:: PROBLEM TO WORK ON ::
Without any pictures, copy the records below once more, exactly as they are.

Segment Open

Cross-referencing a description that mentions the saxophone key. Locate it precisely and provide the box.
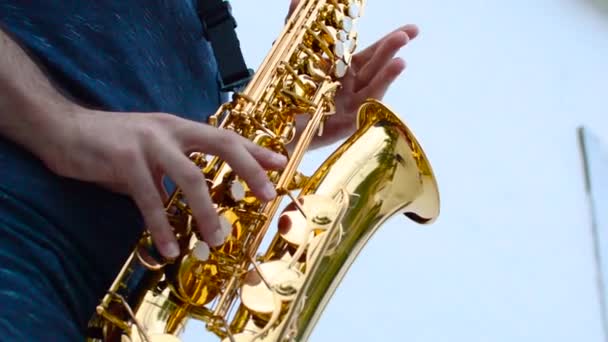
[172,250,222,306]
[240,260,303,323]
[277,194,338,245]
[206,210,242,255]
[347,32,358,54]
[335,59,347,78]
[314,22,338,45]
[334,40,345,59]
[191,240,210,262]
[229,180,246,202]
[347,2,361,18]
[169,213,236,306]
[341,15,353,34]
[278,207,310,247]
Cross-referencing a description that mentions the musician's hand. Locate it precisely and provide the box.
[311,24,419,148]
[286,1,419,148]
[44,109,287,259]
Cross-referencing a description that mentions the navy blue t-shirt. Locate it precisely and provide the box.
[0,1,226,338]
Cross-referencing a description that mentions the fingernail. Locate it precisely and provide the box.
[262,183,277,200]
[165,242,180,259]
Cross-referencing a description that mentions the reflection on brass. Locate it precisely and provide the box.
[87,1,440,341]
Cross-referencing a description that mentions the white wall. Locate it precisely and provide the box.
[225,1,608,341]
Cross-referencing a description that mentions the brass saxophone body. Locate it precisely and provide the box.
[87,1,440,341]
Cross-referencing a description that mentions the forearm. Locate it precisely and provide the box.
[0,27,80,161]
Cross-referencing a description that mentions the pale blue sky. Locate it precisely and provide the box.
[191,1,608,341]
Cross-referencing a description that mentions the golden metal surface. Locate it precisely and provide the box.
[86,1,440,341]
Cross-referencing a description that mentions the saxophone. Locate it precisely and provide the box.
[87,0,440,341]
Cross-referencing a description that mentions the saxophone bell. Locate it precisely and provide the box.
[262,98,440,341]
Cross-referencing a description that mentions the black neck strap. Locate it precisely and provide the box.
[196,0,253,92]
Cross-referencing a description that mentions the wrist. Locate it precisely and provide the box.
[21,100,90,175]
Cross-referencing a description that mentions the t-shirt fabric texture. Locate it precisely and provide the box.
[0,1,225,339]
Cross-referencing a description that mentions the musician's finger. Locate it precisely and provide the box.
[129,158,180,258]
[354,31,409,92]
[157,145,227,247]
[352,24,418,69]
[242,139,288,170]
[218,141,278,202]
[354,57,405,103]
[176,124,282,203]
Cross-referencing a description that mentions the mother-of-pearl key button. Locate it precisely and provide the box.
[334,41,345,58]
[229,180,246,202]
[191,240,210,262]
[335,59,347,78]
[348,3,360,18]
[209,215,233,246]
[342,16,353,33]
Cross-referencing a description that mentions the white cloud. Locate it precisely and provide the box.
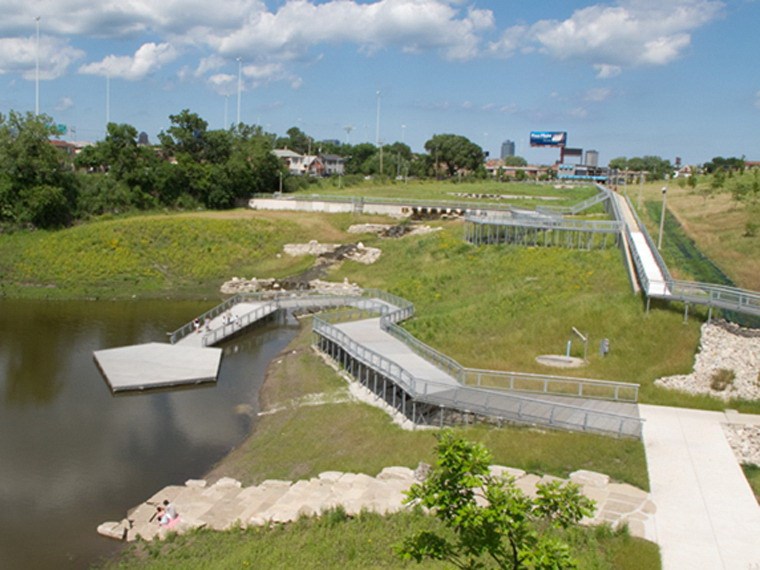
[584,87,612,102]
[489,0,723,69]
[194,55,226,78]
[207,73,237,95]
[0,36,84,80]
[211,0,493,62]
[78,42,179,80]
[594,63,622,78]
[55,97,74,111]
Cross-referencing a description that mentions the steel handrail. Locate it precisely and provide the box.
[313,316,643,438]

Segment Closed

:: OUTPUT BELOW ::
Cross-referencing a description that mentions the saxophone key. Locate it precisely and provide the box.
[172,250,222,306]
[240,260,303,323]
[277,194,338,245]
[206,210,242,255]
[347,32,358,54]
[335,59,347,78]
[314,22,338,45]
[334,40,345,59]
[191,240,210,262]
[229,180,246,202]
[347,2,361,18]
[169,213,236,306]
[341,15,353,34]
[278,207,310,247]
Cross-referencing a description that mentions the musician's hand. Locate it precisely and provide the box.
[311,24,419,148]
[286,1,419,148]
[44,109,287,259]
Cross-referencing a description that mentions the navy blue t-shirt. Locate it precisely and provide the box.
[0,1,226,338]
Cross-referencing a description that mentions the fingernail. Locate it precisely and provide the box.
[262,183,277,200]
[165,242,180,259]
Cross-referencing a description that mentions the reflection on brass. Locate it precisely and provide the box.
[87,1,440,341]
Cross-referencing a description that mentions the white wall. Locate it precisely and provide the box.
[225,1,608,341]
Cross-referencing a description that mentions the brass saxophone body. Locate it precisely and provide the box.
[87,1,440,341]
Cross-referencing a description that mentions the forearm. Locate it precisely and provide the box.
[0,27,80,161]
Cross-referencing a description that mentions the pale blue sky. Locate it precisely and provide the box.
[191,1,608,341]
Cross-referencing a description that mentions the golden metal surface. Locate it precisely and provide the box.
[86,1,440,341]
Cross-referencing a description that mentions the saxophone. Locate it precisely and provide the box.
[87,0,440,341]
Cross-referencing a description that mentions the saxophone bell. Locate it precisely and provide the box.
[262,98,440,341]
Cross-referencing a description that mentions the black neck strap. Locate it precisely and provide the box.
[196,0,253,92]
Cross-referencing a description that mentions the wrist. Locate it precisely and provide the box.
[21,100,90,175]
Cross-referencing a description that mentions the t-shirt fabric texture. Locate it precisely and provide the box.
[0,1,225,339]
Cross-referencing a description that mentions the musician's finger. Locate it precisely and provide the box.
[129,158,180,258]
[354,31,409,92]
[157,145,227,247]
[352,24,418,69]
[242,139,288,170]
[218,141,278,202]
[354,57,405,103]
[176,124,282,203]
Cross-referencing a description that mentions the mother-of-pearl key button. Locate it precisely and provide the box.
[334,41,345,58]
[229,180,246,202]
[191,240,210,262]
[335,59,347,78]
[348,3,360,18]
[209,215,233,246]
[342,16,353,33]
Cross-referencing a description that mentions the white cloud. Locate it precisely and provide the box.
[584,87,612,102]
[489,0,723,69]
[194,55,226,78]
[207,73,237,95]
[0,36,84,80]
[211,0,493,62]
[78,42,179,80]
[594,63,622,78]
[55,97,74,111]
Cross-referencing a description that mentions the steel handrail. Locate it precisely and provide the box.
[313,316,643,438]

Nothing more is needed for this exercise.